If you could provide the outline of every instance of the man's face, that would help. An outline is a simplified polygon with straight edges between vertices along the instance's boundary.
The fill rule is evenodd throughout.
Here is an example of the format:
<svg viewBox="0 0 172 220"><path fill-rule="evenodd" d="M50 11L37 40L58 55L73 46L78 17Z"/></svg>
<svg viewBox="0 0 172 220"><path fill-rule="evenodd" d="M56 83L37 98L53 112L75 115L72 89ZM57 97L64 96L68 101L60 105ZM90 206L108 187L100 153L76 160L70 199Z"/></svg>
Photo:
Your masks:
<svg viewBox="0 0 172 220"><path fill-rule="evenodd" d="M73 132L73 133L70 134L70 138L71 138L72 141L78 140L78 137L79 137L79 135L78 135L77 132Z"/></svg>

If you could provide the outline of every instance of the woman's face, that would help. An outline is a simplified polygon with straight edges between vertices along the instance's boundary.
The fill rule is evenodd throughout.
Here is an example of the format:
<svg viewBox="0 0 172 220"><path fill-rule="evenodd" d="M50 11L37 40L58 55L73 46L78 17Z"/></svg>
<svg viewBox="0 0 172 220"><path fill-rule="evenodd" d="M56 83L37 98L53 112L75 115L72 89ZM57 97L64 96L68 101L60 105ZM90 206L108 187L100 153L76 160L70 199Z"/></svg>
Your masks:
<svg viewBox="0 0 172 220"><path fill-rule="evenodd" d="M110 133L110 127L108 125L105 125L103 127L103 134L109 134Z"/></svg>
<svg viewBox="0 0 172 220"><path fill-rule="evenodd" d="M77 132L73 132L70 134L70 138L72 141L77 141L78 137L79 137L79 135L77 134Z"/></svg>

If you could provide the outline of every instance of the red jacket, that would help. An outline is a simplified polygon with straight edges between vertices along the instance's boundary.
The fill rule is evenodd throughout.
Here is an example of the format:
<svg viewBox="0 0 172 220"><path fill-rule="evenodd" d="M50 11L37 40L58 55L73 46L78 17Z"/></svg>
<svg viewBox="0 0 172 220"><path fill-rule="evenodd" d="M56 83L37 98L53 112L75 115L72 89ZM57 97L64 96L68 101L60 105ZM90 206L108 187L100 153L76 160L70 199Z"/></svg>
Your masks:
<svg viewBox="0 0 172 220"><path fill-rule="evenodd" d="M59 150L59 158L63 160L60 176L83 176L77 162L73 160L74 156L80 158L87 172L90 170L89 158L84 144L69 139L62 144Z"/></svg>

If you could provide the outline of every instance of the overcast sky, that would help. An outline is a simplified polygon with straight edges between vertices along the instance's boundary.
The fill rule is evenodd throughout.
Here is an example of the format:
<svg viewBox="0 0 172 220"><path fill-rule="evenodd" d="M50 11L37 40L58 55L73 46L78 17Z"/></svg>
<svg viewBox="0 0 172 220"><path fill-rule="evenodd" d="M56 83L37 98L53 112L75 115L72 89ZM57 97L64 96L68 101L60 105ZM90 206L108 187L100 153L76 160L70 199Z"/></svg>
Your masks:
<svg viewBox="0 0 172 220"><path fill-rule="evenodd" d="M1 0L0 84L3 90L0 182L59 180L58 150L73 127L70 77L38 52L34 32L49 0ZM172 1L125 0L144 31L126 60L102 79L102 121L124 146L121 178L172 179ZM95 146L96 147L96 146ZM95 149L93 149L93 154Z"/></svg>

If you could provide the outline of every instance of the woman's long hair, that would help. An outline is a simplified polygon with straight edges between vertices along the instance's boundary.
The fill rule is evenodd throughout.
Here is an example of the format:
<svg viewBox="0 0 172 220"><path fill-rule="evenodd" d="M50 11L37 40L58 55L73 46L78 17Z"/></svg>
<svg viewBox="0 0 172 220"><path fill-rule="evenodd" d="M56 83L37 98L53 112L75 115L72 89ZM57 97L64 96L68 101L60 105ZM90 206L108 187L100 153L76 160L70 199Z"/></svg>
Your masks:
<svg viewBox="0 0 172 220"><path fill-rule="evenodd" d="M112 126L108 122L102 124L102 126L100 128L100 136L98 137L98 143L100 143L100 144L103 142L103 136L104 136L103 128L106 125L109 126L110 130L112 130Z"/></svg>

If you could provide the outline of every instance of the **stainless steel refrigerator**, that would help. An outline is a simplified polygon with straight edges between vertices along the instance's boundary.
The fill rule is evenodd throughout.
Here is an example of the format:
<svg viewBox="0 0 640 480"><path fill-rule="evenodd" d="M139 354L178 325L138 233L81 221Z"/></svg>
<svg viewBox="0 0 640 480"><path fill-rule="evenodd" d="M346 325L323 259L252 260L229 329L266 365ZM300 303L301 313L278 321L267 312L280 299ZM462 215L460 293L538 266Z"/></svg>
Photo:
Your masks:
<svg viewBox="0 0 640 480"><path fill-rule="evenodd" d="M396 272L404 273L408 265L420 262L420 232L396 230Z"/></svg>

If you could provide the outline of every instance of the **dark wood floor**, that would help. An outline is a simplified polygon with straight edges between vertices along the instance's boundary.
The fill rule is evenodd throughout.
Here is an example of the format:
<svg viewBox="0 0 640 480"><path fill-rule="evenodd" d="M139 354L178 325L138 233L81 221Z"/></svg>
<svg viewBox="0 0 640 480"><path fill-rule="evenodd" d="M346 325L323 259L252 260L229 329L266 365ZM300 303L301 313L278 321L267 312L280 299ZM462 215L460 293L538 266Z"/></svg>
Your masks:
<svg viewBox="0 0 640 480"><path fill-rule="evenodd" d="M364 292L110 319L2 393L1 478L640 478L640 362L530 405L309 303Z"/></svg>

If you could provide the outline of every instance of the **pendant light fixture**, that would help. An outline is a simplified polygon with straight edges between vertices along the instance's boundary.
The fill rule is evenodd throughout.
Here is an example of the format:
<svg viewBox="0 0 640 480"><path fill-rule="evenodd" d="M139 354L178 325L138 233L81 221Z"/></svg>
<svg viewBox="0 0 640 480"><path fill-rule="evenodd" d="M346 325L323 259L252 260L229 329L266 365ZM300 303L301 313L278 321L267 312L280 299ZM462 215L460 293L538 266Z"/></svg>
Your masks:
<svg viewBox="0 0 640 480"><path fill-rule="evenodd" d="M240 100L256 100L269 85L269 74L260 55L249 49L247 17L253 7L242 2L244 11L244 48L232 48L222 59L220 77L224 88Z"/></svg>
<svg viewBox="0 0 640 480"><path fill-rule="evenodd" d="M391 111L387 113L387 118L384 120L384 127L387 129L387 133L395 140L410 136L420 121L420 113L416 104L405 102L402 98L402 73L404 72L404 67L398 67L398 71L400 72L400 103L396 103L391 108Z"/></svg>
# # # # #
#### What the exercise asks:
Reproduce the material in full, with no word added or dropped.

#### Right answer:
If you could provide the outline of every instance of the man's face, that would help. An outline is a simplified polygon with straight edges between vertices along the instance's boundary.
The fill rule is evenodd throughout.
Here is an example of the format:
<svg viewBox="0 0 172 220"><path fill-rule="evenodd" d="M50 11L37 40L58 55L73 46L78 17Z"/></svg>
<svg viewBox="0 0 172 220"><path fill-rule="evenodd" d="M56 83L37 98L53 112L75 115L72 89ZM57 97L64 96L68 101L60 105ZM90 206L108 187L100 153L76 160L70 199Z"/></svg>
Photo:
Your masks:
<svg viewBox="0 0 172 220"><path fill-rule="evenodd" d="M73 132L73 133L70 134L70 138L71 138L72 141L78 140L78 137L79 137L79 135L78 135L77 132Z"/></svg>

If you could provide the outline of every instance of the woman's face, that would help. An outline is a simplified polygon with straight edges between vertices along the instance's boundary.
The fill rule is evenodd throughout.
Here is an example of the format:
<svg viewBox="0 0 172 220"><path fill-rule="evenodd" d="M50 11L37 40L58 55L73 46L78 17Z"/></svg>
<svg viewBox="0 0 172 220"><path fill-rule="evenodd" d="M56 83L37 98L53 112L75 115L72 89ZM57 97L64 96L68 101L60 105ZM90 206L108 187L100 153L76 160L70 199Z"/></svg>
Your masks:
<svg viewBox="0 0 172 220"><path fill-rule="evenodd" d="M110 133L110 127L108 125L105 125L103 127L103 134L109 134Z"/></svg>
<svg viewBox="0 0 172 220"><path fill-rule="evenodd" d="M77 132L73 132L70 134L70 138L72 141L77 141L78 137L79 137L79 135L77 134Z"/></svg>

If you could provide the outline of every instance of the red jacket, that would help. An outline is a simplified polygon with straight edges between vertices along the instance's boundary.
The fill rule is evenodd throughout.
Here is an example of the format:
<svg viewBox="0 0 172 220"><path fill-rule="evenodd" d="M50 11L37 40L58 55L73 46L78 17Z"/></svg>
<svg viewBox="0 0 172 220"><path fill-rule="evenodd" d="M56 83L37 98L53 112L75 115L72 89ZM57 97L64 96L68 101L60 105ZM90 206L108 187L100 153L76 160L70 199Z"/></svg>
Your masks:
<svg viewBox="0 0 172 220"><path fill-rule="evenodd" d="M59 150L59 158L63 160L60 176L83 176L77 162L73 160L74 156L80 158L87 172L90 170L89 158L84 144L69 139L62 144Z"/></svg>

If you could provide the outline of every instance of the overcast sky, that would help. An outline is a simplified polygon with straight edges between vertices along the instance's boundary.
The fill rule is evenodd throughout.
Here is an example of the format:
<svg viewBox="0 0 172 220"><path fill-rule="evenodd" d="M50 11L37 40L58 55L73 46L78 17Z"/></svg>
<svg viewBox="0 0 172 220"><path fill-rule="evenodd" d="M56 83L37 98L53 112L75 115L72 89ZM57 97L64 96L68 101L60 105ZM90 206L108 187L100 153L76 160L70 199Z"/></svg>
Your masks:
<svg viewBox="0 0 172 220"><path fill-rule="evenodd" d="M1 0L0 84L3 90L0 182L59 180L58 150L73 127L70 77L38 52L34 32L49 0ZM172 1L125 0L144 31L126 60L102 79L102 121L124 146L121 178L172 179ZM95 146L96 147L96 146ZM95 149L93 149L93 154Z"/></svg>

If you could provide the outline of every instance of the woman's long hair, that would help. An outline is a simplified polygon with straight edges between vertices along the instance's boundary.
The fill rule is evenodd throughout.
Here is an example of the format:
<svg viewBox="0 0 172 220"><path fill-rule="evenodd" d="M50 11L37 40L58 55L73 46L78 17Z"/></svg>
<svg viewBox="0 0 172 220"><path fill-rule="evenodd" d="M56 83L37 98L53 112L75 115L72 89ZM57 97L64 96L68 101L60 105ZM90 206L108 187L100 153L76 160L70 199Z"/></svg>
Your masks:
<svg viewBox="0 0 172 220"><path fill-rule="evenodd" d="M112 126L108 122L102 124L102 126L100 128L100 136L98 137L98 143L100 143L100 144L103 142L103 136L104 136L103 128L106 125L109 126L110 130L112 130Z"/></svg>

If you could provide the outline of every instance of the **stainless steel refrigerator**, that would help. An outline is a simplified polygon with straight edges between vertices along the instance's boundary.
The fill rule is evenodd throughout.
Here is an example of the format:
<svg viewBox="0 0 640 480"><path fill-rule="evenodd" d="M139 354L178 325L138 233L81 221Z"/></svg>
<svg viewBox="0 0 640 480"><path fill-rule="evenodd" d="M346 325L323 259L252 260L229 329L266 365ZM300 303L301 313L278 321L267 312L280 299ZM462 215L460 293L538 266Z"/></svg>
Photo:
Your masks:
<svg viewBox="0 0 640 480"><path fill-rule="evenodd" d="M396 272L404 273L408 265L420 262L420 232L396 230Z"/></svg>

If you could provide the outline of every instance of the **dark wood floor**, that would help. An outline is a simplified polygon with straight edges between vertices along the instance's boundary.
The fill rule is evenodd throughout.
Here is an example of the format:
<svg viewBox="0 0 640 480"><path fill-rule="evenodd" d="M139 354L178 325L138 233L81 221Z"/></svg>
<svg viewBox="0 0 640 480"><path fill-rule="evenodd" d="M346 325L323 259L252 260L229 329L266 365ZM300 303L301 313L278 321L267 312L280 299ZM462 215L460 293L538 266Z"/></svg>
Your masks:
<svg viewBox="0 0 640 480"><path fill-rule="evenodd" d="M364 292L110 319L2 393L1 478L640 478L640 362L530 405L309 303Z"/></svg>

If you could provide the outline of every instance of the **pendant light fixture**, that would help. An outline is a simplified polygon with straight edges between vertices along the instance's boundary.
The fill rule is evenodd throughout.
Here is an example of the format:
<svg viewBox="0 0 640 480"><path fill-rule="evenodd" d="M139 354L178 325L138 233L81 221Z"/></svg>
<svg viewBox="0 0 640 480"><path fill-rule="evenodd" d="M346 325L323 259L252 260L229 329L266 365ZM300 303L301 313L278 321L267 312L280 299ZM462 215L460 293L538 266Z"/></svg>
Your masks:
<svg viewBox="0 0 640 480"><path fill-rule="evenodd" d="M240 100L256 100L269 85L269 74L260 55L249 49L247 17L253 7L242 2L244 11L244 48L232 48L222 59L220 77L224 88Z"/></svg>
<svg viewBox="0 0 640 480"><path fill-rule="evenodd" d="M391 111L387 113L387 118L384 120L384 127L387 129L387 133L395 140L410 136L420 121L420 113L416 104L405 102L402 98L402 73L404 72L404 67L398 67L398 71L400 72L400 103L396 103L391 108Z"/></svg>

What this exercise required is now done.